**PROBLEM REQUIREMENTS**. Return the lines of the data below exactly. Start at the first and end with the line containing "box: [1344, 312, 1562, 443]".

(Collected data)
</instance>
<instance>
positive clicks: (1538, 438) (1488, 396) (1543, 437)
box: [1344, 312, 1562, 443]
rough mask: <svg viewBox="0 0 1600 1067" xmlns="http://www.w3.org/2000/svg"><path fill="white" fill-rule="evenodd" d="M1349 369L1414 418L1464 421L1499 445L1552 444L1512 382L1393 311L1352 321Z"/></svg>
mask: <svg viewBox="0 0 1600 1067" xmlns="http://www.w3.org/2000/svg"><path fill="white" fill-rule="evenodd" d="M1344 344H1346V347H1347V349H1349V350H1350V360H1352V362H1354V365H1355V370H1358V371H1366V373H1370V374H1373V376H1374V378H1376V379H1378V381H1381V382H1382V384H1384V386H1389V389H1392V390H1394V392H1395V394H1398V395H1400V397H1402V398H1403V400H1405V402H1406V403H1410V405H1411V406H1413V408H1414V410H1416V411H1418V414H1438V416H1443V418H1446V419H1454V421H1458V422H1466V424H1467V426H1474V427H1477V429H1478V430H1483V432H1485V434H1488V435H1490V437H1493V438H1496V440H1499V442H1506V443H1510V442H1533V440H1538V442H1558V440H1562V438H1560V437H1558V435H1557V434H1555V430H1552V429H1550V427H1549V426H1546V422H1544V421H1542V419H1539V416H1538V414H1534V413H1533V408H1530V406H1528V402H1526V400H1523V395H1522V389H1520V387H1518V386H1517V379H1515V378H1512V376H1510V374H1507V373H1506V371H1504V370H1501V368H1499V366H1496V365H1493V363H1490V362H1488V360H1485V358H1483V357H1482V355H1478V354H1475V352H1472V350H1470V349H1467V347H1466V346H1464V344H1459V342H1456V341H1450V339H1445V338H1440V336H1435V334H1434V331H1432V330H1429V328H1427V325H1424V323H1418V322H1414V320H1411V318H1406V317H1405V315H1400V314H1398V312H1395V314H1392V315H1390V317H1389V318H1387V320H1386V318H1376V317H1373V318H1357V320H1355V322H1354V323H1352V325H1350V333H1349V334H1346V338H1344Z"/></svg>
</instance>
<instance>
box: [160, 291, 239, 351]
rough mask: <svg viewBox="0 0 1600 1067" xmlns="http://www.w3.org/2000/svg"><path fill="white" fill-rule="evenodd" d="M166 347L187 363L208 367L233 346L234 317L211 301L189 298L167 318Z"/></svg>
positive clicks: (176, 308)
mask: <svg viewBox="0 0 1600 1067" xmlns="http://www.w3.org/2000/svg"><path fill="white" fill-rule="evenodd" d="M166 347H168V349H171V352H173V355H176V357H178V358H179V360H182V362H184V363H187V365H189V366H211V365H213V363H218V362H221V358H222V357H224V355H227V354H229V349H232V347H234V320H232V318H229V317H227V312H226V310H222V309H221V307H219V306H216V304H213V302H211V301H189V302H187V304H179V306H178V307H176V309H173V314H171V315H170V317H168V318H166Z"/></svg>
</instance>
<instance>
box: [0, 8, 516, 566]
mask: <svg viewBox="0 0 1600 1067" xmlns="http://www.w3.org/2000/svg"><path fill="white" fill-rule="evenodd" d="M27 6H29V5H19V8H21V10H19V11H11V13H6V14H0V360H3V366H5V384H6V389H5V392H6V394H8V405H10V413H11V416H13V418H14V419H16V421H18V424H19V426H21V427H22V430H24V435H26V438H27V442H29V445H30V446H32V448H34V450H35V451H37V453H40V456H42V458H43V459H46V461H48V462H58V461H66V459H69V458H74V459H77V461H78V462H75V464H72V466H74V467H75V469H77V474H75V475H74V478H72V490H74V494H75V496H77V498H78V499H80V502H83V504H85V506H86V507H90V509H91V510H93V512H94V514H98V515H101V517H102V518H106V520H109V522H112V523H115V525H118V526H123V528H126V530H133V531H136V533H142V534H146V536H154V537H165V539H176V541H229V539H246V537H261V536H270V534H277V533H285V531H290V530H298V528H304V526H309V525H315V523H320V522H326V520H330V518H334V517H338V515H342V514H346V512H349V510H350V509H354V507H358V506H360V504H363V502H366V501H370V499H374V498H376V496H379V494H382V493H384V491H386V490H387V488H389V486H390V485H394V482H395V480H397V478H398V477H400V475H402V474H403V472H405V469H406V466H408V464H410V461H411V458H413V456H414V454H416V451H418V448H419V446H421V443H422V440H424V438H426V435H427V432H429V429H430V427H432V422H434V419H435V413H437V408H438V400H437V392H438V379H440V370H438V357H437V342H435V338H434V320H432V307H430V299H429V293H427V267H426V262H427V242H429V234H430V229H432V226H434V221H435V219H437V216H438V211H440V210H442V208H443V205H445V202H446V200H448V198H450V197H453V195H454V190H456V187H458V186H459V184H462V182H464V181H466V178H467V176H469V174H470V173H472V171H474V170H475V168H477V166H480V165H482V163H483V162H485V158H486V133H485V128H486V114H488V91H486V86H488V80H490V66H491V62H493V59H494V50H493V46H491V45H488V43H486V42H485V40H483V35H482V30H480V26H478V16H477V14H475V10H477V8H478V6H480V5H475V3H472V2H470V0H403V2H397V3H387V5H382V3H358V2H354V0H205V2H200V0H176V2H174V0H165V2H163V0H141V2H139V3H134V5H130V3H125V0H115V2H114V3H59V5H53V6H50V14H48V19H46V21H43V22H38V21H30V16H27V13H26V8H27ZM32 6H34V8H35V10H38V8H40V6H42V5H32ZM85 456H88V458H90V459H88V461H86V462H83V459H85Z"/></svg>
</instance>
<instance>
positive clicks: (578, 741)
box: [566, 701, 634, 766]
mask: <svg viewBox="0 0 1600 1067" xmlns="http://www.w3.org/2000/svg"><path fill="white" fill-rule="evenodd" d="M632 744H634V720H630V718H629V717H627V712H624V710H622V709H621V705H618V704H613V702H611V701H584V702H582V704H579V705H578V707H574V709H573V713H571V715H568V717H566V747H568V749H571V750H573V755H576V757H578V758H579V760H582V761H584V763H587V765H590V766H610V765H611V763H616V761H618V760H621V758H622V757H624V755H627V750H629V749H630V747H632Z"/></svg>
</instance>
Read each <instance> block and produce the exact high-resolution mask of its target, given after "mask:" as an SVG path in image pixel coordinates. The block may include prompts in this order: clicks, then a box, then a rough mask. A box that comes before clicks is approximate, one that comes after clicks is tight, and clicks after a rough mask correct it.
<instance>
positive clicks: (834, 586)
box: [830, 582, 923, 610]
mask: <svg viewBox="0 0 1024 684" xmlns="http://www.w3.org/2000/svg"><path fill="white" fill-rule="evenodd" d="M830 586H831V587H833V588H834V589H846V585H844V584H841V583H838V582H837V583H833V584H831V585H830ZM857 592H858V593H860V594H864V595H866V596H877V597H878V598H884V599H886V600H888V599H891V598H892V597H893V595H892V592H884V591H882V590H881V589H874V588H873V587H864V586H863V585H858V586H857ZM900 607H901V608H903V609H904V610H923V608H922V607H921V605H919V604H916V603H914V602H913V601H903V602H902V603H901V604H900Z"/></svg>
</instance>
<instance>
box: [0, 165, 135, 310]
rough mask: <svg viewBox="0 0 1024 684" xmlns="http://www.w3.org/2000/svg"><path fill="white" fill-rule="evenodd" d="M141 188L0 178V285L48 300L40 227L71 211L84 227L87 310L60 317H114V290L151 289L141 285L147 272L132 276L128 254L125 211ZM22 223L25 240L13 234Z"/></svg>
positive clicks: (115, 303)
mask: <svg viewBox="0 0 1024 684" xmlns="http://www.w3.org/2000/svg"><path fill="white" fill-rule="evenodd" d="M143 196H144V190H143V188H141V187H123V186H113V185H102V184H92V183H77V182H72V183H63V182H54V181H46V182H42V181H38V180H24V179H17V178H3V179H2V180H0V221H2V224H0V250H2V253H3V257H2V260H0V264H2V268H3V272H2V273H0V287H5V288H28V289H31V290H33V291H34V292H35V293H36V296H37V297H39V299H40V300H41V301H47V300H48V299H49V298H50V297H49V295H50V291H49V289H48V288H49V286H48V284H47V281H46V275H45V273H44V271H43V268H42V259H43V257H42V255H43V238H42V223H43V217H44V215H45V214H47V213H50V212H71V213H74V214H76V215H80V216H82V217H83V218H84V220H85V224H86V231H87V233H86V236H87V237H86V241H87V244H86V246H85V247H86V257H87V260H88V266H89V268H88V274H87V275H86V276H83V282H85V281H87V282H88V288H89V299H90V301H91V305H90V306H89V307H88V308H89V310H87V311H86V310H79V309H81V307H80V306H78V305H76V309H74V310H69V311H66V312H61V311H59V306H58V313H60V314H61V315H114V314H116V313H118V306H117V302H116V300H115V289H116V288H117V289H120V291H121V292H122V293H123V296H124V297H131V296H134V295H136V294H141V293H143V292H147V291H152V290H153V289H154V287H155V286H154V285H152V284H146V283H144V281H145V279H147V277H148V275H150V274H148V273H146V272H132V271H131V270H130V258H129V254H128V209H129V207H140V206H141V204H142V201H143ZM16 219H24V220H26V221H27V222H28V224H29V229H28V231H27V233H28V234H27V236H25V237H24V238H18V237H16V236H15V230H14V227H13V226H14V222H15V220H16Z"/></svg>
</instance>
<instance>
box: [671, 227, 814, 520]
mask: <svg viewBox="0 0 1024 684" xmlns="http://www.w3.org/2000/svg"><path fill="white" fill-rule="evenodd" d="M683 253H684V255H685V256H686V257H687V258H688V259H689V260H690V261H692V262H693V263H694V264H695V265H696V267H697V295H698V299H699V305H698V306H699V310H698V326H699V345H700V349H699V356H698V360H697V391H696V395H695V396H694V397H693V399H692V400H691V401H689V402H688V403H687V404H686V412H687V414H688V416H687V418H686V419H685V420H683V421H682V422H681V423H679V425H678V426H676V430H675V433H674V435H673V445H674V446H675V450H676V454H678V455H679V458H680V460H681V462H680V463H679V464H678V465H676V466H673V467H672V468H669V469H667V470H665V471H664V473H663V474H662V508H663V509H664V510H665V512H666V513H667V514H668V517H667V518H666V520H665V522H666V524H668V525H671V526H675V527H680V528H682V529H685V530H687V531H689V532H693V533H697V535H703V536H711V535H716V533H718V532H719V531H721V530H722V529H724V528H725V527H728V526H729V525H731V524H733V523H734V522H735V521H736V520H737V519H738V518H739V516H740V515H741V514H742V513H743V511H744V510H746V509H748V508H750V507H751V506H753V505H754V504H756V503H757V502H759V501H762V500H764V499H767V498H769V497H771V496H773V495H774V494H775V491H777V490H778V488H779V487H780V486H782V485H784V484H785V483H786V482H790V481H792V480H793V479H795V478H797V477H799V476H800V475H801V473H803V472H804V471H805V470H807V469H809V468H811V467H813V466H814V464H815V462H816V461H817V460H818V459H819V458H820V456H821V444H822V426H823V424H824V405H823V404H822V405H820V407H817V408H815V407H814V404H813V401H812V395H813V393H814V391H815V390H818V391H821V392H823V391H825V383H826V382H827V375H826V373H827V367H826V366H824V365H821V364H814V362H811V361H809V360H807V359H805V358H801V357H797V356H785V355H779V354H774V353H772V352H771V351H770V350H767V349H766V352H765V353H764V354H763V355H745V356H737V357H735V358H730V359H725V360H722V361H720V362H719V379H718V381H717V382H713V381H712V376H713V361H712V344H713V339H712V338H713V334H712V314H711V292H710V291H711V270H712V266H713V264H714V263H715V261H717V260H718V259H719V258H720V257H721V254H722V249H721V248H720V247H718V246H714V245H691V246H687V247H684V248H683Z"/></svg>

**RESULT BELOW**.
</instance>
<instance>
positive clicks: (1538, 438) (1488, 396) (1543, 437)
box: [1344, 312, 1562, 443]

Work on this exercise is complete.